■ Given data:
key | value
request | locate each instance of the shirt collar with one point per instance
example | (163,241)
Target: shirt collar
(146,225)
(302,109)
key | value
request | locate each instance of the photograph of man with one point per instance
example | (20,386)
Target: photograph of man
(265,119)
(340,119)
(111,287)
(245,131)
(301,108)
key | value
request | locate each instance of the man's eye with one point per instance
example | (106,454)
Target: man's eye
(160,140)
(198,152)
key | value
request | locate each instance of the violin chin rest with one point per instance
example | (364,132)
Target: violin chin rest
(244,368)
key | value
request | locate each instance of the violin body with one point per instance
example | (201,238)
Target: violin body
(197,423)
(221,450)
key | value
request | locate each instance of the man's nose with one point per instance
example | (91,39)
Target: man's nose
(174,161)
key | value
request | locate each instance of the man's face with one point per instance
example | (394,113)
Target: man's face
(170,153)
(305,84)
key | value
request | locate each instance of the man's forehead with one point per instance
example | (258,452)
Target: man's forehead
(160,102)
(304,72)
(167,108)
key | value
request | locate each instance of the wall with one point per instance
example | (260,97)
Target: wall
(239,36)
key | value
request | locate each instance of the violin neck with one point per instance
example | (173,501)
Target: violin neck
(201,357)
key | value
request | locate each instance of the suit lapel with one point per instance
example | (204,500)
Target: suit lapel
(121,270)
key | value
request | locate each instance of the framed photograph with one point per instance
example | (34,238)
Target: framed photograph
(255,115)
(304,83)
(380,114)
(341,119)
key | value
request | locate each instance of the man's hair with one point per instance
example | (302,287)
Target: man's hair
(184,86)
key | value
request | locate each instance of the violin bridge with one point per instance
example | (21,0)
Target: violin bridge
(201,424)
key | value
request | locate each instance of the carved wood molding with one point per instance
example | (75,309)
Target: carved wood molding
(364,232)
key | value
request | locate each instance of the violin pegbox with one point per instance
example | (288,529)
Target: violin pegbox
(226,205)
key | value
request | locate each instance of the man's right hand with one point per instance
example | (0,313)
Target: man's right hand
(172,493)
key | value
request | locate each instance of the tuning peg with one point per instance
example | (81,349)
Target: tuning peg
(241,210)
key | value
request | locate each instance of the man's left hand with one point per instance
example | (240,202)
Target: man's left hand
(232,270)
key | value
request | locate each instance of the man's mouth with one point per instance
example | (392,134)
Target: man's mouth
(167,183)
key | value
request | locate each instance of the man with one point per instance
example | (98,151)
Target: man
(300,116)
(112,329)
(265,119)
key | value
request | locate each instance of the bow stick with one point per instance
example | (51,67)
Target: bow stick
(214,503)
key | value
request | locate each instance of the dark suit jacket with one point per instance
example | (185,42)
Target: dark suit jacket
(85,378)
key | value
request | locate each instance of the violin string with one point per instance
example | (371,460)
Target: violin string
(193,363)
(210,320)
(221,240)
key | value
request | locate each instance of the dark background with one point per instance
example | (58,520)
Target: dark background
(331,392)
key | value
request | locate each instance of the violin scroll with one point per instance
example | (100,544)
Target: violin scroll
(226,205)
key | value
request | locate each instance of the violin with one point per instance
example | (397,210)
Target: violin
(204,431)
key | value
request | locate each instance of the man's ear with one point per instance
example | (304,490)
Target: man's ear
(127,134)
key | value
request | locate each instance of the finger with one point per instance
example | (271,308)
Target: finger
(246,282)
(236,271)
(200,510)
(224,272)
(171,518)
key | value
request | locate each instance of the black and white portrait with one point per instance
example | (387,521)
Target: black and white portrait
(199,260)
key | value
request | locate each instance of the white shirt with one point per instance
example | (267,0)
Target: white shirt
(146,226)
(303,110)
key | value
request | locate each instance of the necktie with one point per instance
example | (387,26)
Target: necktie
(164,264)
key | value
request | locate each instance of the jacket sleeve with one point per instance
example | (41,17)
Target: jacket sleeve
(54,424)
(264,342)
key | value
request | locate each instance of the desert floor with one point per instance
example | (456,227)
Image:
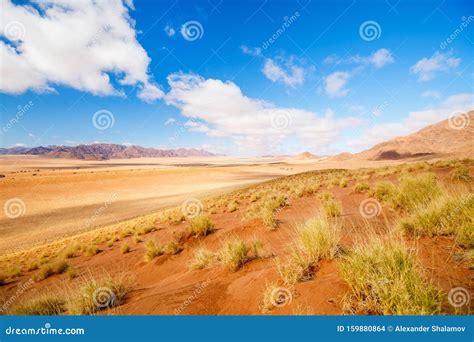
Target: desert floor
(64,197)
(166,285)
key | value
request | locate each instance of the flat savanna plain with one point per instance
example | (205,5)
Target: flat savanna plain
(64,197)
(274,238)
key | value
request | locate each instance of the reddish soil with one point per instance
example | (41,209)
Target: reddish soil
(166,286)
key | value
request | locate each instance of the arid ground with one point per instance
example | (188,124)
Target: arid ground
(63,197)
(244,249)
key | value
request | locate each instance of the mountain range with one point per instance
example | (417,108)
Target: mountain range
(104,152)
(448,137)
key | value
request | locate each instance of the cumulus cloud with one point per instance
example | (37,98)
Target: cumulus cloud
(219,109)
(170,31)
(377,59)
(252,51)
(170,121)
(428,68)
(414,121)
(381,58)
(335,83)
(431,93)
(58,42)
(288,73)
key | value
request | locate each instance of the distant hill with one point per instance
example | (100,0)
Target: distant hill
(103,152)
(437,139)
(306,156)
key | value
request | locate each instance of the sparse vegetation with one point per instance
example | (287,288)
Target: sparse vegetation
(384,279)
(201,226)
(96,295)
(153,250)
(45,305)
(235,253)
(201,259)
(460,173)
(173,247)
(51,269)
(315,239)
(361,187)
(449,215)
(125,248)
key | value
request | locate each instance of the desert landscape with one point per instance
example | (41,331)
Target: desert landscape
(386,231)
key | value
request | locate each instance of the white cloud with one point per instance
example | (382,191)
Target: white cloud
(79,44)
(378,59)
(170,121)
(381,58)
(170,31)
(431,93)
(335,83)
(288,74)
(414,121)
(219,109)
(256,51)
(428,68)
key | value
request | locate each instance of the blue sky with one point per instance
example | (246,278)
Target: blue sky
(253,77)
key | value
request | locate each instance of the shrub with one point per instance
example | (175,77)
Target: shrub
(153,250)
(384,279)
(445,216)
(92,250)
(201,226)
(232,206)
(361,187)
(201,259)
(269,298)
(71,252)
(234,254)
(49,270)
(416,191)
(332,208)
(318,239)
(460,173)
(384,191)
(96,295)
(173,247)
(46,305)
(343,182)
(125,248)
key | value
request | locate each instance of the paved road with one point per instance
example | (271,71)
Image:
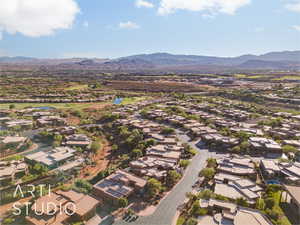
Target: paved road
(167,208)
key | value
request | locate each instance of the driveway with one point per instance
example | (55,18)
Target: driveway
(166,210)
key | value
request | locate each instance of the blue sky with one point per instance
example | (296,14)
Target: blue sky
(114,28)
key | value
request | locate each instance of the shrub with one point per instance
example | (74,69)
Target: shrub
(184,163)
(122,202)
(270,202)
(208,173)
(192,221)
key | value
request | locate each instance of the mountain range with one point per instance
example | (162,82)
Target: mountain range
(285,60)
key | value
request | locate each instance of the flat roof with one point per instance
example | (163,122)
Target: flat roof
(294,191)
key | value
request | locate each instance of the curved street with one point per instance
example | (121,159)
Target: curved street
(166,210)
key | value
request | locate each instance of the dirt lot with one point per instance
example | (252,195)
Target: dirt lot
(161,86)
(102,159)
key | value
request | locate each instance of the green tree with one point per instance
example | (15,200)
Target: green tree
(95,146)
(83,186)
(40,169)
(136,153)
(289,148)
(153,187)
(270,202)
(191,221)
(168,130)
(260,204)
(173,177)
(208,173)
(122,202)
(242,202)
(211,162)
(184,163)
(12,106)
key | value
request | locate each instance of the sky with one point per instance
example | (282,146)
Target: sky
(116,28)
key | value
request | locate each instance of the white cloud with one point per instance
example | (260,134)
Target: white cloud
(295,6)
(128,25)
(210,6)
(37,18)
(85,23)
(259,29)
(143,3)
(296,27)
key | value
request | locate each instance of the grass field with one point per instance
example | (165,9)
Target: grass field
(284,220)
(132,100)
(288,78)
(54,105)
(78,106)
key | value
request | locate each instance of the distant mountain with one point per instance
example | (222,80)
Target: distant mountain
(37,61)
(285,60)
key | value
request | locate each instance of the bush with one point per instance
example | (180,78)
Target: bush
(180,220)
(95,146)
(153,187)
(173,177)
(83,186)
(274,213)
(192,221)
(208,173)
(260,204)
(289,148)
(270,202)
(202,212)
(122,202)
(8,221)
(168,130)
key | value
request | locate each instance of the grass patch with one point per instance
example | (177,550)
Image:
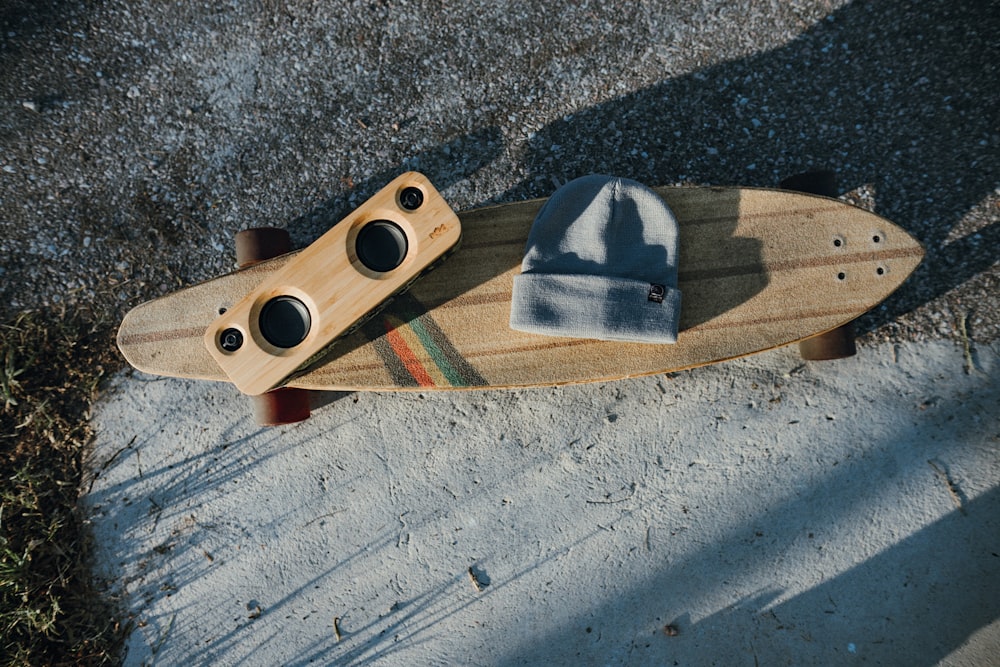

■ What you are asked to do:
Pull out each line of the material above that contains the word "plain", treating uppercase and lowercase as different.

■ Task response:
request | locate each instance of the flat savanna plain with one point per instance
Target: flat savanna plain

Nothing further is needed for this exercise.